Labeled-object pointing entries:
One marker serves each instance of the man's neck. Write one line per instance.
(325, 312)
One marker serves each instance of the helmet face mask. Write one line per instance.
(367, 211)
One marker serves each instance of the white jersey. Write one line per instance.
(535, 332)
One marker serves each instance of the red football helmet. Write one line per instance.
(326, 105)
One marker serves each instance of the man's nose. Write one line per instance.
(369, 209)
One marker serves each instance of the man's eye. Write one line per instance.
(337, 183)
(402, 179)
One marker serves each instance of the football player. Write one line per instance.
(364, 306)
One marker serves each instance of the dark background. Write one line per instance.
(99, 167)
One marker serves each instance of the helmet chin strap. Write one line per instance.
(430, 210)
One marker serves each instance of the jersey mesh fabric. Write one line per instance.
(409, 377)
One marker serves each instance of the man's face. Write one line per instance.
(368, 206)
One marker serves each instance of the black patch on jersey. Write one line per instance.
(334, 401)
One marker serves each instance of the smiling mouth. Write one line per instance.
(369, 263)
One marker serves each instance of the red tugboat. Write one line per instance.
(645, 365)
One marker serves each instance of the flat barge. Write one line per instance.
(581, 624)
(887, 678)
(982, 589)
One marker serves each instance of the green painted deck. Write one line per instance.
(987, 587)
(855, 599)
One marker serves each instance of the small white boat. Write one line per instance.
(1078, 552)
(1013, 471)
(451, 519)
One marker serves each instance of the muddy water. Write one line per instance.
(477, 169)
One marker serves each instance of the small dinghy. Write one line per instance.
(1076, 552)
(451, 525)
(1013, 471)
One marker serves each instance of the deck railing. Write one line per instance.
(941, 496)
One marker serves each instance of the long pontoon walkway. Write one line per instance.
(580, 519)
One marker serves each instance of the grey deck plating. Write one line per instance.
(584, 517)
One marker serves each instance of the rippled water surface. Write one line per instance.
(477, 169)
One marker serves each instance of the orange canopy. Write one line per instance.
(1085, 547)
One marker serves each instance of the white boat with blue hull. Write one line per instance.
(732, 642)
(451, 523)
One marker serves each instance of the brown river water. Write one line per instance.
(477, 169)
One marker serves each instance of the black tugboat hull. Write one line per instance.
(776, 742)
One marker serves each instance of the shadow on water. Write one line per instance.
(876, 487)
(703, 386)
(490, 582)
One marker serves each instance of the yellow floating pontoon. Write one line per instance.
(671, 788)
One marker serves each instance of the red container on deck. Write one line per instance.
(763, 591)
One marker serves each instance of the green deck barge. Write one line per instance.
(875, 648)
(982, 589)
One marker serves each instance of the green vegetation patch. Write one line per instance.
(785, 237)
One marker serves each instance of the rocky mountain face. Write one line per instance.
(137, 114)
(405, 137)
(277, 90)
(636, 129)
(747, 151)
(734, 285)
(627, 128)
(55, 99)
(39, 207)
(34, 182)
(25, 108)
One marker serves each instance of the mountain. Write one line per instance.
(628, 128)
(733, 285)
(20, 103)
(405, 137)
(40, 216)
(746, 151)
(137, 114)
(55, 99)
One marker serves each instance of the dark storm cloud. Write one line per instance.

Written exercise: Extract all of the data above and output it character for character.

Solution to this exercise:
One marker serves each instance of the man's neck. Write one line per instance.
(325, 312)
One marker serves each instance of the helmet face mask. Write one line per instance.
(367, 211)
One marker serves each instance of the white jersey. Write one line per instance.
(535, 332)
One marker serves each instance of the red football helmet. Write one line per instance.
(326, 105)
One marker serves each instance of the man's nose. Write one line per instance.
(369, 209)
One marker serves each instance of the man's eye. Write one line per instance.
(337, 183)
(402, 179)
One marker serves each instance of the football player. Write one line per instance.
(364, 306)
One marker serves each instance of the dark background. Write one line per instance.
(99, 167)
One marker serves each instance of the helmet chin strap. Write one line per instance.
(430, 210)
One marker serves each instance of the jersey mesh fabric. Write one line per instance.
(409, 377)
One marker serves each instance of the man's face. Write one line per instance.
(368, 206)
One marker serves each instance of the black patch on jersey. Write one line per instance.
(334, 401)
One marker serves each instance of the smiling mouth. Write one line per instance.
(369, 263)
One marker serves each instance of the red tugboat. Write one line per instance.
(645, 365)
One marker serves each instance of the flat barge. Write one line per instance.
(581, 624)
(887, 678)
(982, 589)
One marker serves each instance of the green painted deck. Write one line per instance.
(987, 587)
(855, 599)
One marker serves each instance of the small white boat. Write one line per instance.
(1078, 552)
(1013, 471)
(451, 519)
One marker serves each instance of the muddy water. Write one line per instance.
(477, 169)
One marker serves each instance of the small dinghy. Write one line per instance.
(1076, 552)
(451, 525)
(1013, 471)
One marker serves each instance of the deck railing. Write one line per instance.
(941, 496)
One marker serves each instance of the long pontoon walkway. Write one line per instance.
(580, 519)
One marker serves each instance of the grey deck plating. Write one line per instance.
(584, 517)
One marker serves each instance of the rippled water surface. Write one line per instance.
(477, 169)
One marker serves each instance of the orange canopy. Write one line per instance.
(1085, 547)
One marker serves each instance of the white boat with blue hull. Write one line per instance.
(732, 642)
(451, 523)
One marker serves each instance of the brown river water. Write one line per instance.
(477, 169)
One marker serves each instance of the black tugboat hull. Write one line per instance.
(776, 742)
One marker serves each instance of the shadow on water. Write one line per instance.
(876, 487)
(703, 386)
(490, 582)
One marker serves each instance of the yellow floating pontoon. Write one line per instance.
(671, 788)
One marker serves each instance of the red container on deck. Write one line per instance.
(763, 591)
One marker serves each instance of the green deck barge. Write one line per instance.
(875, 648)
(982, 589)
One marker serves each instance of the green vegetation patch. Write one line per instance.
(785, 237)
One marker serves each instance of the rocky mountain face. Write one line per instance.
(137, 114)
(405, 137)
(277, 90)
(636, 129)
(747, 151)
(734, 285)
(627, 128)
(55, 99)
(39, 207)
(34, 182)
(25, 108)
One marker serves each instance of the mountain. Write one line per instance.
(628, 128)
(733, 285)
(20, 103)
(405, 137)
(40, 216)
(746, 151)
(137, 114)
(55, 99)
One marker serves each instance of the dark storm cloud. Write one line per instance.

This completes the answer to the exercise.